JOURNALISTE : Nous allons maintenant discuter avec le ministre des Affaires étrangères, M. Giorgos Gerapetritis. Monsieur le Ministre, bonjour.
G. GERAPETRITIS : Bonjour, M. Papadimitriou. Je vous souhaite une bonne semaine. Je vous remercie de votre honorable invitation.
JOURNALISTE : Je vous remercie d'avoir accepté notre invitation. Je voudrais que vous nous disiez tout d'abord, quel impact pourrait avoir la mort du président de l'Iran dans l’accident d’hélicoptère ? Inutile de constater que cela a un peu influencé le prix du pétrole, ce qui était attendu. Les marchés ne savent pas comment gérer de telles questions, et le régime iranien est spécial. Mais comment peut-il affecter une région déjà en effervescence?
G. GERAPETRITIS : Nous comprenons que le président Raïssi était manifestement la deuxième personne la plus importante en Iran après le guide suprême, Ali Khamenei. Il est évident qu'il y aura des troubles pendant la période de transition. Dans 50 jours, le peuple sera appelé à voter pour un nouveau président. En réalité, l'Iran a un système très fermé et très strict, et j'ai donc l'impression qu'il n'y aura pas de graves bouleversements. La réaction des marchés, et en particulier des marchés pétroliers, est évidente. Mais d'un autre côté, je pense que la situation se normalisera. Le ministre des Affaires étrangères a également joué un rôle important dans la répartition générale des responsabilités en Iran. Nous avons également eu des contacts réguliers.

Lignes provenant d'une source de données:
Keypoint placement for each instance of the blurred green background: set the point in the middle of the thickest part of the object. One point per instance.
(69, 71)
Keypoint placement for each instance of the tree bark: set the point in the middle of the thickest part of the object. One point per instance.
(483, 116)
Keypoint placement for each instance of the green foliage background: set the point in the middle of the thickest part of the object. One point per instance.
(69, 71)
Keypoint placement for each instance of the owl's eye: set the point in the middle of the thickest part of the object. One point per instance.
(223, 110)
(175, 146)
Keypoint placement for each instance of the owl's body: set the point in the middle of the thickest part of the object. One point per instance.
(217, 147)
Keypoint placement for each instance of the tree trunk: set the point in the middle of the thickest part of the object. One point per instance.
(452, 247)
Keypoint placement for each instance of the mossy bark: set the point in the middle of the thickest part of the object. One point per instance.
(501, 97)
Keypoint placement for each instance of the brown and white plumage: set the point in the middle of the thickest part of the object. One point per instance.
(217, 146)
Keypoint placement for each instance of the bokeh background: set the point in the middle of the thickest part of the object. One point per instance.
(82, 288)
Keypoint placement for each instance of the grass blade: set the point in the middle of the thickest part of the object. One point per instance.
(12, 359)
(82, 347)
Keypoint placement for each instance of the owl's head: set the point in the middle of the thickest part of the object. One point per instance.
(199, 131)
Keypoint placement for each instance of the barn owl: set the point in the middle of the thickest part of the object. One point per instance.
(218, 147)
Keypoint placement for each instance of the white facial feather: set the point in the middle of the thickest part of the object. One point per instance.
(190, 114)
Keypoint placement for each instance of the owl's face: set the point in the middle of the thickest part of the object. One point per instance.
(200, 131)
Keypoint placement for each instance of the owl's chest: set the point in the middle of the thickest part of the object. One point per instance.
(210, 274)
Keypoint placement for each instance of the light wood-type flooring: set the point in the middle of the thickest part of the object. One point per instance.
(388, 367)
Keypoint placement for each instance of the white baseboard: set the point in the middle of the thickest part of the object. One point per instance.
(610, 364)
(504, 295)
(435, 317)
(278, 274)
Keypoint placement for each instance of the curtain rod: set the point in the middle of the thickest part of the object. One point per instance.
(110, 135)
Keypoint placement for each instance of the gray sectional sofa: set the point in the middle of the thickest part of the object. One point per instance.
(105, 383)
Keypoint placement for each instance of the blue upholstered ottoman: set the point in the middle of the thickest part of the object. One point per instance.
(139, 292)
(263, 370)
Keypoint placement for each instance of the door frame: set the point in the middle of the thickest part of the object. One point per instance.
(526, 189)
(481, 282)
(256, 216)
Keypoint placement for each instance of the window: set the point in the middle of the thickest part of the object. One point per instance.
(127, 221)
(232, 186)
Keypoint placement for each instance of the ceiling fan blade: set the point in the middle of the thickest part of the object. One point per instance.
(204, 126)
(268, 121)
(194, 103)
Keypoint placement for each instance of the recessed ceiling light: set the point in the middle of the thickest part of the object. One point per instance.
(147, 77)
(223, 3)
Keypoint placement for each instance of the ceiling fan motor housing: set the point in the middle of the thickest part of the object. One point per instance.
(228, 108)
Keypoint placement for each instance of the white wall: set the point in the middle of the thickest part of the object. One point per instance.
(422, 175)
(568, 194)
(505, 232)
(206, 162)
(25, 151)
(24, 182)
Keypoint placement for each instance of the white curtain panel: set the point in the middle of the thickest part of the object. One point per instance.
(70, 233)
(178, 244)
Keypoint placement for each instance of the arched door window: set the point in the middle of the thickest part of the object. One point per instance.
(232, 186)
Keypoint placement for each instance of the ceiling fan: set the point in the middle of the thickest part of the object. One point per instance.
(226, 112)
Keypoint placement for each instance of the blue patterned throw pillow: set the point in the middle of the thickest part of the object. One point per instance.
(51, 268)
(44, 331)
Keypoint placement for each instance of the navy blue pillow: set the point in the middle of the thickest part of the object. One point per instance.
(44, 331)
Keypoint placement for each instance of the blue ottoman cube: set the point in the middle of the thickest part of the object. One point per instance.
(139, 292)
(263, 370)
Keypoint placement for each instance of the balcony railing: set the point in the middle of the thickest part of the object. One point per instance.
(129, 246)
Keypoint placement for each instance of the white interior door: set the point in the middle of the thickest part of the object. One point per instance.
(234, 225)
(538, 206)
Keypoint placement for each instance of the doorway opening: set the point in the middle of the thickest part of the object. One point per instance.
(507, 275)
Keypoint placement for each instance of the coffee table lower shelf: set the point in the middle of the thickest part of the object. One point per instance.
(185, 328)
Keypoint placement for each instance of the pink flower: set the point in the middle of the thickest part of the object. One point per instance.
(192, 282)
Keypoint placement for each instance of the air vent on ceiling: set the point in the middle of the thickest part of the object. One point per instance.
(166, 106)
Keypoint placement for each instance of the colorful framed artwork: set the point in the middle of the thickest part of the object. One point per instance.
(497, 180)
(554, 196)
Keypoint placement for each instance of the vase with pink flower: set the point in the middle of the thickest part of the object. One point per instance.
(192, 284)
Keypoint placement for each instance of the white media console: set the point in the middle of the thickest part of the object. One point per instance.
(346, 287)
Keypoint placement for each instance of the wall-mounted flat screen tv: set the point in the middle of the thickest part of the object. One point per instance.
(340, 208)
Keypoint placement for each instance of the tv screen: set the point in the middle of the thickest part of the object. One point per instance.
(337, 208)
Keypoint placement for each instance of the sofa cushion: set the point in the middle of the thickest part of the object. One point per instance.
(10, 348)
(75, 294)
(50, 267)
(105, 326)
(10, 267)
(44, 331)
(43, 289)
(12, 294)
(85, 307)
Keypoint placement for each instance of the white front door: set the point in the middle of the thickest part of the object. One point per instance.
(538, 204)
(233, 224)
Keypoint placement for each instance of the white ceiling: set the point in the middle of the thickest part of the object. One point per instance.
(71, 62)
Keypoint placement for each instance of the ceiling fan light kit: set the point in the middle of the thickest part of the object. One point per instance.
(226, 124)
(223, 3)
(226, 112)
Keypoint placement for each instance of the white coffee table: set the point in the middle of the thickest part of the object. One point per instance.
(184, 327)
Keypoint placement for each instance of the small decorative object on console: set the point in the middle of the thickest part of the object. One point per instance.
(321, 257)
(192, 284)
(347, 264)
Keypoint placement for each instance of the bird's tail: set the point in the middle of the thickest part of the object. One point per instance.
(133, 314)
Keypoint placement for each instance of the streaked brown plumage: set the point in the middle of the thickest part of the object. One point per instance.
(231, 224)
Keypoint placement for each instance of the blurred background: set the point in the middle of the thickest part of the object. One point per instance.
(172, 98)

--

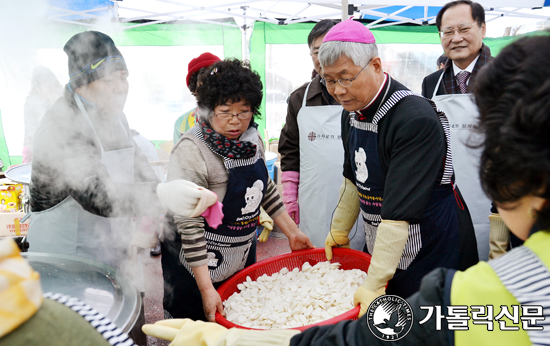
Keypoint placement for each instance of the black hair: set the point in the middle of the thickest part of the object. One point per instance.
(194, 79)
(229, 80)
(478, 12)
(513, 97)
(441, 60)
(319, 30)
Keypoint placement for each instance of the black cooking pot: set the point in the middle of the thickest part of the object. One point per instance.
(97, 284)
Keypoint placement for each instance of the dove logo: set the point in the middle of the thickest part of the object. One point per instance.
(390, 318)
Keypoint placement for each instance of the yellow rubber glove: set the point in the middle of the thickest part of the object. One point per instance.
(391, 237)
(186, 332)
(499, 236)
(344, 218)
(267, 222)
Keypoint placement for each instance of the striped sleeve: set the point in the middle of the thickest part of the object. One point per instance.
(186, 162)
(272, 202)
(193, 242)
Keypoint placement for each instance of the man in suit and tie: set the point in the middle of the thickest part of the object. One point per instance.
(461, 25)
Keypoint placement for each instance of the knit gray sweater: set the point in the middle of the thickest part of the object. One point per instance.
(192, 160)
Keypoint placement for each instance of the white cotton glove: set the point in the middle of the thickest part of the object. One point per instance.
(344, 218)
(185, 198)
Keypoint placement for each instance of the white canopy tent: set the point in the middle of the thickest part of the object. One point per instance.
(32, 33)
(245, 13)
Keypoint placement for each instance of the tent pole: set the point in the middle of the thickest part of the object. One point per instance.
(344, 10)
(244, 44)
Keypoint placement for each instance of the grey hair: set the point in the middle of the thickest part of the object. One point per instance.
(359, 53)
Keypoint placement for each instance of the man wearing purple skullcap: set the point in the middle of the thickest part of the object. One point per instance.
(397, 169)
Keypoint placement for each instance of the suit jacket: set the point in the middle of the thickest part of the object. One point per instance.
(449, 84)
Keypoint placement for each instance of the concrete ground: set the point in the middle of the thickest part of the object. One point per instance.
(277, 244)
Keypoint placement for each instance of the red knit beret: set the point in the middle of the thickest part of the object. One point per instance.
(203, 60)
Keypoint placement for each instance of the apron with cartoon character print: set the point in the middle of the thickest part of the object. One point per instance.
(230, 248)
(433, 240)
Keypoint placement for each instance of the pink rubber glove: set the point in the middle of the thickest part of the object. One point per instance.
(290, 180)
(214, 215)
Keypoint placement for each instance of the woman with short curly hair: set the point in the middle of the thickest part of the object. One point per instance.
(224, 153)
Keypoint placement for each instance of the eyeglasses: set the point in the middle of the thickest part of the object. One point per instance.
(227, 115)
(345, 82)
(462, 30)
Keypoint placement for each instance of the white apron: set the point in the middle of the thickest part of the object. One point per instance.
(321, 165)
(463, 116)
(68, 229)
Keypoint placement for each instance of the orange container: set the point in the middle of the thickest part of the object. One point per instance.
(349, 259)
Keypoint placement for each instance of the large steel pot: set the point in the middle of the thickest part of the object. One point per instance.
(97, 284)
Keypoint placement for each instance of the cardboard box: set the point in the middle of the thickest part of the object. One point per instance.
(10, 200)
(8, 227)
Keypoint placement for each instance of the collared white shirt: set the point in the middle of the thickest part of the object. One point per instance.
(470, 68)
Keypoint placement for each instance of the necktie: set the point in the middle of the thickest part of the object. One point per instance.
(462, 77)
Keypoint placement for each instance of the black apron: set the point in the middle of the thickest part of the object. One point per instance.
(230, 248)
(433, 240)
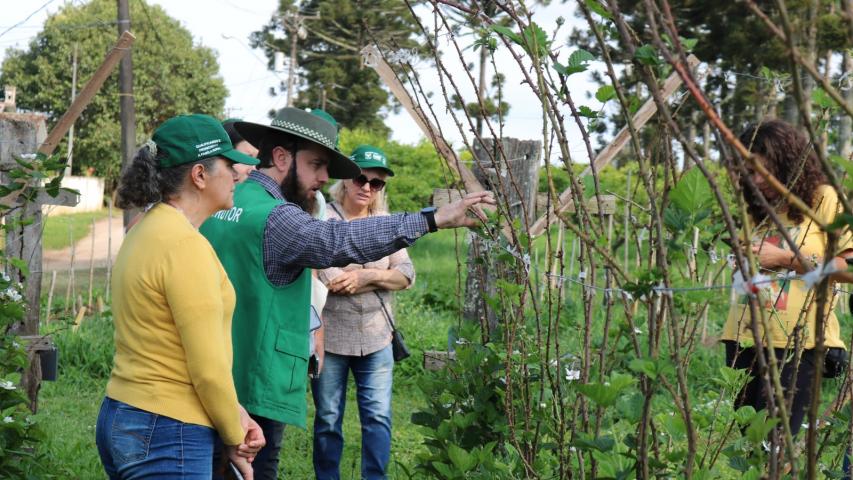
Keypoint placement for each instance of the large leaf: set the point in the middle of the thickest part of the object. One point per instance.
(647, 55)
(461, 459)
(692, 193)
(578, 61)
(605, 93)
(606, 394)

→ **Problème posé A**: Indiquez si chacune des affirmations suivantes concorde avec l'extrait, en répondant par oui ou par non et en citant les mots décisifs : (i) selon G. Gerapetritis, le président Raïssi était la deuxième personne la plus importante en Iran après le guide suprême ; (ii) le peuple sera appelé à voter pour un nouveau président dans 30 jours ; (iii) le journaliste affirme que le prix du pétrole n'a pas été influencé.
→ **Problème posé B**: Mettez à jour la partie de l'extrait qui commence par les mots « JOURNALISTE : Nous » et se termine par « déjà en effervescence? », en remplaçant « invitation » par « proposition ».
Ces lignes n'ont aucun rapport avec l'extrait.

→ **Résultat A**:
(i) Oui : « le président Raïssi était manifestement la deuxième personne la plus importante en Iran après le guide suprême, Ali Khamenei »
(ii) Non : « Dans 50 jours, le peuple sera appelé à voter pour un nouveau président. »
(iii) Non : « cela a un peu influencé le prix du pétrole »

→ **Résultat B**:
JOURNALISTE : Nous allons maintenant discuter avec le ministre des Affaires étrangères, M. Giorgos Gerapetritis. Monsieur le Ministre, bonjour.
G. GERAPETRITIS : Bonjour, M. Papadimitriou. Je vous souhaite une bonne semaine. Je vous remercie de votre honorable proposition.
JOURNALISTE : Je vous remercie d'avoir accepté notre proposition. Je voudrais que vous nous disiez tout d'abord, quel impact pourrait avoir la mort du président de l'Iran dans l’accident d’hélicoptère ? Inutile de constater que cela a un peu influencé le prix du pétrole, ce qui était attendu. Les marchés ne savent pas comment gérer de telles questions, et le régime iranien est spécial. Mais comment peut-il affecter une région déjà en effervescence?